Problem to work on> Copy the entries word for word. Keep the pictures out.

......

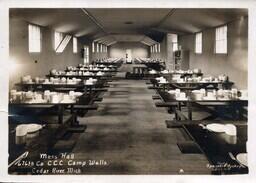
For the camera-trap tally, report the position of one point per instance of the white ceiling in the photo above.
(110, 25)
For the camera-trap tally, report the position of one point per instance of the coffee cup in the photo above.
(230, 129)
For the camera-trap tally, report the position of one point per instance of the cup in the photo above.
(20, 135)
(54, 98)
(37, 79)
(182, 95)
(234, 93)
(230, 129)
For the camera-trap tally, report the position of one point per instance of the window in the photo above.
(101, 50)
(93, 47)
(58, 37)
(74, 45)
(221, 40)
(34, 39)
(86, 54)
(174, 42)
(198, 43)
(63, 44)
(97, 47)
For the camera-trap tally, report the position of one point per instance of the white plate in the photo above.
(182, 99)
(209, 98)
(242, 158)
(67, 101)
(215, 127)
(31, 128)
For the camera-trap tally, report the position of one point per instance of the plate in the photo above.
(215, 127)
(242, 158)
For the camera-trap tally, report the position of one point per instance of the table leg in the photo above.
(189, 106)
(60, 113)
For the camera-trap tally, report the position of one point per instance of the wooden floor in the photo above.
(129, 133)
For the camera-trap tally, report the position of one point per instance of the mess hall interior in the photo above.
(128, 91)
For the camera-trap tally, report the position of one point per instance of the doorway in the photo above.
(128, 56)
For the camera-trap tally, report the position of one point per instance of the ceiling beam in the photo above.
(170, 13)
(95, 21)
(168, 31)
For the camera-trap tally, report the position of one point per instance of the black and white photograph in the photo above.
(128, 91)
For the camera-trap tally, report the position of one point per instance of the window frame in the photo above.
(196, 43)
(31, 40)
(226, 40)
(75, 45)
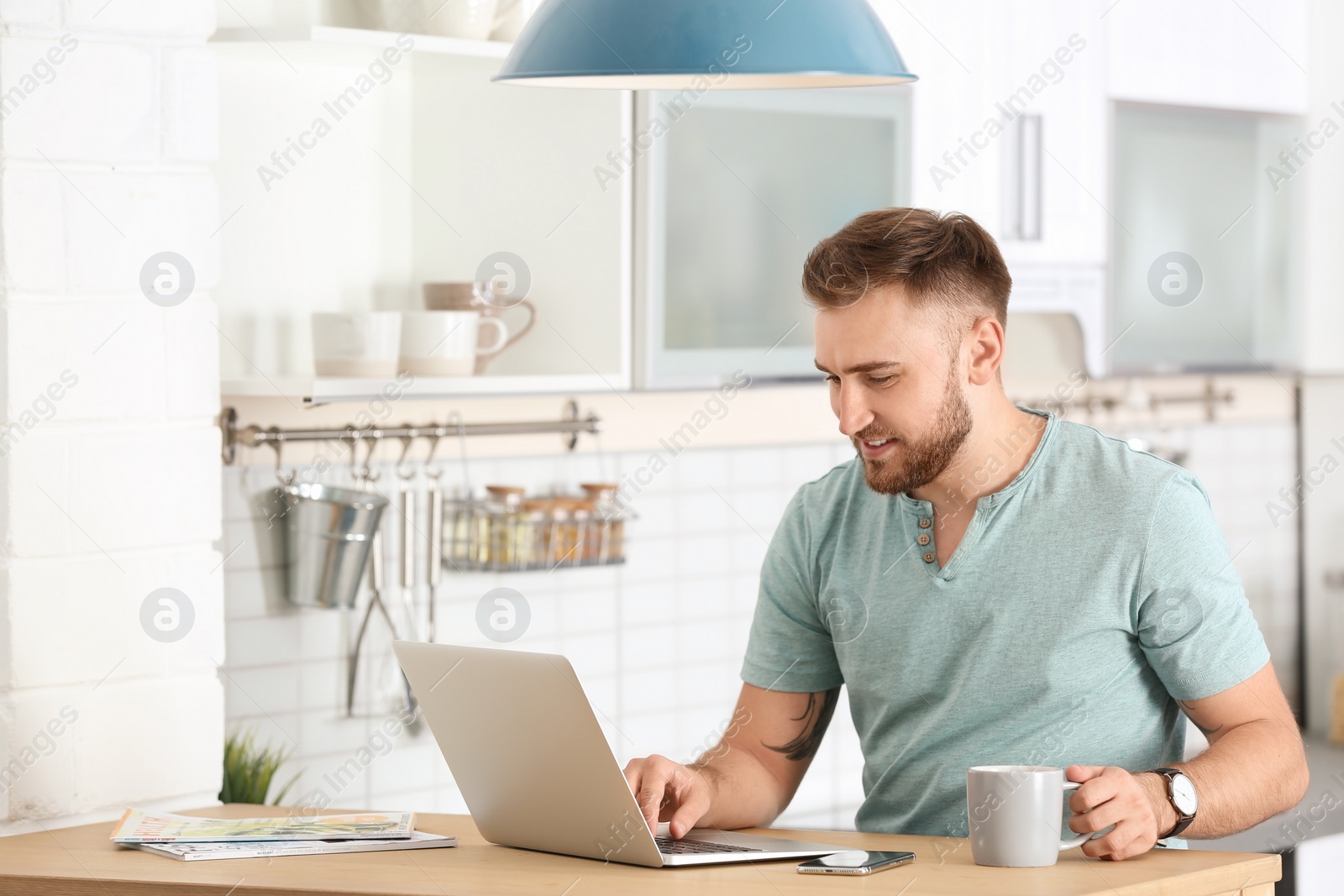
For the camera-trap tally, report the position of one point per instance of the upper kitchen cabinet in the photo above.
(1247, 55)
(734, 190)
(1010, 117)
(1206, 250)
(358, 165)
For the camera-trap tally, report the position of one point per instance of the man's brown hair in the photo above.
(945, 259)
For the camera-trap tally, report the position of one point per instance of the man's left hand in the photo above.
(1136, 805)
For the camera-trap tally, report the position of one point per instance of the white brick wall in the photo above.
(109, 476)
(656, 642)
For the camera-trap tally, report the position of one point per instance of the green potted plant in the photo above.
(250, 768)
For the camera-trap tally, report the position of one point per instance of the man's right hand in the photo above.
(669, 792)
(749, 777)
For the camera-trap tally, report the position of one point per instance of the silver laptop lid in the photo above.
(528, 752)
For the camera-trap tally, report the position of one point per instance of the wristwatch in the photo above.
(1180, 792)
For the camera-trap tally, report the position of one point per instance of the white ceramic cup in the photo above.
(1016, 813)
(447, 343)
(360, 345)
(470, 19)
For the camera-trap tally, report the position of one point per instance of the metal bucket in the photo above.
(328, 533)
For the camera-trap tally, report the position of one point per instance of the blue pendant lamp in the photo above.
(732, 45)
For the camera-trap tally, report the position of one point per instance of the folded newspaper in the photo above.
(165, 828)
(261, 849)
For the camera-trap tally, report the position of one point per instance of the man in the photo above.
(995, 586)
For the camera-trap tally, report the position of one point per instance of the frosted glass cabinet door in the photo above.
(732, 194)
(1203, 241)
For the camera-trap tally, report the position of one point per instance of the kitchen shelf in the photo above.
(363, 38)
(328, 390)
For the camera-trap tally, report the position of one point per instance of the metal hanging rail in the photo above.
(234, 436)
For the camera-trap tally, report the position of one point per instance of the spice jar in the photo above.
(537, 516)
(497, 527)
(608, 521)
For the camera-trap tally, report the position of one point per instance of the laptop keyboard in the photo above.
(698, 846)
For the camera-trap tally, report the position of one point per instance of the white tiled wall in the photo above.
(658, 642)
(109, 465)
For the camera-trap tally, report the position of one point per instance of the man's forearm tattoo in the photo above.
(816, 718)
(1198, 725)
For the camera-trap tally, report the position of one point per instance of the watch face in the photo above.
(1184, 795)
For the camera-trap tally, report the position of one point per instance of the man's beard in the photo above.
(924, 461)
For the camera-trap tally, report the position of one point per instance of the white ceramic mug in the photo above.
(470, 19)
(1015, 815)
(447, 343)
(362, 345)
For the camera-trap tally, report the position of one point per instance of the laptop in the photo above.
(535, 770)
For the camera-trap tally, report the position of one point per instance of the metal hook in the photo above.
(277, 445)
(367, 472)
(407, 446)
(434, 436)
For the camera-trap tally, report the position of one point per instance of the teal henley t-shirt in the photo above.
(1086, 597)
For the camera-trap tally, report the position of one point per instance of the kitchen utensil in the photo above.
(1015, 815)
(409, 532)
(474, 297)
(448, 343)
(436, 535)
(360, 345)
(366, 476)
(470, 19)
(328, 535)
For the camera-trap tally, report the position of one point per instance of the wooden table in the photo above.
(74, 862)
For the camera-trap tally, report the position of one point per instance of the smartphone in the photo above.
(855, 862)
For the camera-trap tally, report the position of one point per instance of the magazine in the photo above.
(255, 849)
(165, 828)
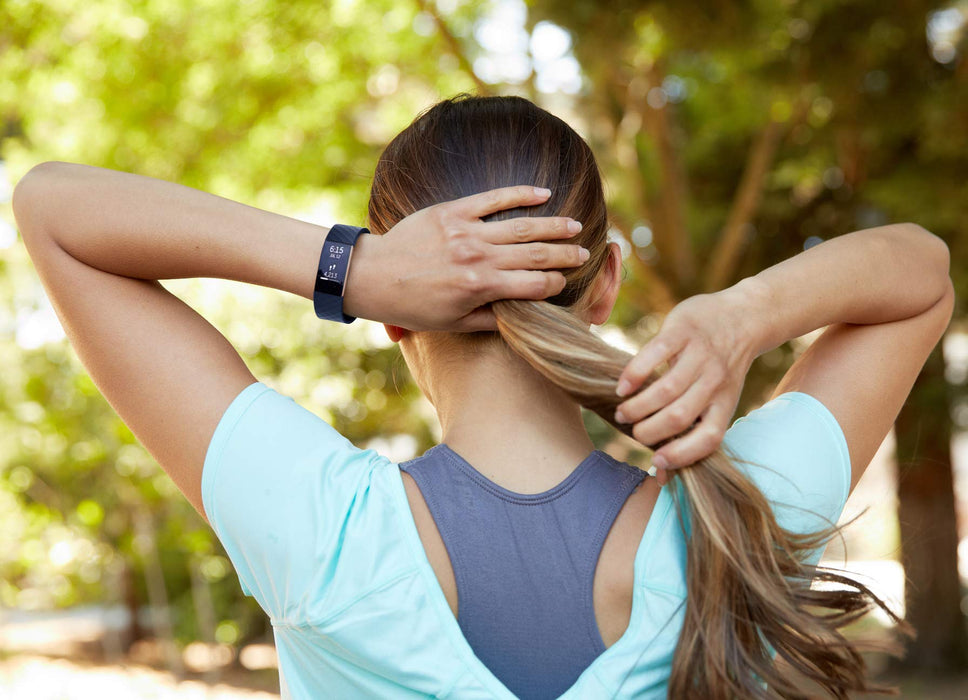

......

Output>
For the camera-trap tally, report the position of one point per instance of the white ceiling in the photo above.
(110, 25)
For the camera-trap tally, report the position of one point per instance of the coffee cup in the photo above.
(230, 129)
For the camera-trap tally, report the position of one point per instance of the cup in the photo above.
(20, 135)
(54, 98)
(37, 79)
(182, 95)
(234, 93)
(230, 129)
For the camera-trap tally, report the position of one point per instance of the window in the photo above.
(101, 50)
(93, 47)
(58, 37)
(74, 45)
(221, 40)
(34, 39)
(86, 54)
(174, 42)
(198, 43)
(63, 44)
(97, 47)
For the camera-trap tally, report the position of one point per instance of the white plate in the photo above.
(182, 99)
(209, 98)
(242, 158)
(67, 101)
(215, 127)
(31, 128)
For the camera-trap tally, report the position of one point per instance of the plate in the photo above.
(215, 127)
(242, 158)
For the camera-trap tally, report the position of one point per instance of the table leg in the photo above.
(189, 106)
(60, 113)
For the camera-trap tally, report the position of one point per instance of the wooden floor in the photo above.
(129, 133)
For the camera-trap tally, report the position of one point per instance of the mess hall interior in the photo above.
(128, 91)
For the camera-trap tally, report the position of one point per instance of the doorway in the photo above.
(128, 56)
For the camera-trap tally, report the position of one point per instance of the ceiling beam in the photo above.
(170, 13)
(95, 21)
(168, 31)
For the camera-trap tally, report the position of one point per instance of the black and white photograph in the photo above.
(128, 91)
For the camera-trap tally, report the position of one point per instance of the window frame in the photo above.
(196, 43)
(31, 40)
(226, 40)
(75, 45)
For the camera-trap tally, report the position of one point per instance of the upper kitchen cabinet in the photo above.
(1247, 55)
(734, 190)
(1010, 117)
(1206, 250)
(358, 165)
For the camera-trap tally, report the position of one point per instance of the man's brown hair in the photo above.
(945, 259)
For the camera-trap tally, report the position of one point per instance of the man's left hand in the photo above.
(1136, 805)
For the camera-trap tally, report the position of one point per instance of the white brick wall in the photo above.
(109, 476)
(656, 642)
For the camera-trap tally, report the position of one point per instance of the green potted plant in the photo above.
(250, 768)
For the camera-trap tally, report the position of one point per instance of the man's right hand in the photo above.
(669, 792)
(749, 777)
For the camera-trap tally, report the position of one point per instance of the silver laptop lid in the photo above.
(528, 752)
For the camera-trap tally, report the position of one point per instance of the wristwatch in the photo above.
(1180, 792)
For the camera-trap tally, report the position of one point per instance of the white ceramic cup in the photo above.
(1016, 813)
(447, 343)
(360, 345)
(470, 19)
For the camera-trap tally, report the position of one point per instance of the metal bucket in the photo above.
(328, 533)
For the camera-trap tally, report the position of one point per instance of the blue pendant lamp in the photo above.
(732, 45)
For the camera-trap tally, report the position of one point per instance of the folded newspaper in the photo above.
(165, 828)
(261, 849)
For the camera-trap tally, report the position of one point per instance of the man in the photo above.
(995, 586)
For the camera-trap tally, report the position of one point per instance of the frosted glass cabinet door in the photo above.
(732, 194)
(1203, 241)
For the camera-trap tally, report the position of one point per instance of the kitchen shelf in the photo above.
(363, 38)
(328, 390)
For the camera-trap tally, report the position of one point per instance of the metal hanging rail in the photo above.
(234, 436)
For the camera-trap tally, report the position of one point per instance of the spice jar in the photo above.
(537, 516)
(497, 527)
(608, 521)
For the camera-trap tally, report the position of one point per instance of the laptop keyboard in the photo above.
(698, 846)
For the camera-trap tally, report the position of one point per instance of the white tiled wall in the photo above.
(658, 642)
(109, 465)
For the camera-trap tally, report the position of one point per instance of the man's forearm tattoo in the photo above.
(816, 718)
(1198, 725)
For the camera-trap tally, report the position of one point per instance of the watch face in the photo above.
(1184, 795)
For the camera-trap tally, report the position of one point per instance of the man's beard in the photo above.
(924, 461)
For the camera-trap tally, report the position of one point per instance of the white ceramic mug in the photo above.
(470, 19)
(1015, 815)
(447, 343)
(362, 345)
For the camera-trap tally, report the position of one point per instance of the laptop in the photo above.
(535, 770)
For the camera-trap tally, report the position of one point per instance of the metal hook in the photo above.
(277, 445)
(367, 472)
(407, 446)
(434, 436)
For the camera-trap tally, report the position of one point per instance of the teal henley t-shirt in the photo above.
(1086, 597)
For the camera-trap tally, report the position of one point per instance of the kitchen utensil in the photo above.
(1015, 815)
(409, 532)
(474, 297)
(448, 343)
(436, 535)
(360, 345)
(366, 476)
(470, 19)
(328, 535)
For the camera-trap tally, report the position of one point per instance of the wooden table in the photo above.
(74, 862)
For the camera-trap tally, report the position of one point per instance of the smartphone in the photo above.
(855, 862)
For the camera-trap tally, report the position of one point per instance of the magazine in the photo above.
(255, 849)
(165, 828)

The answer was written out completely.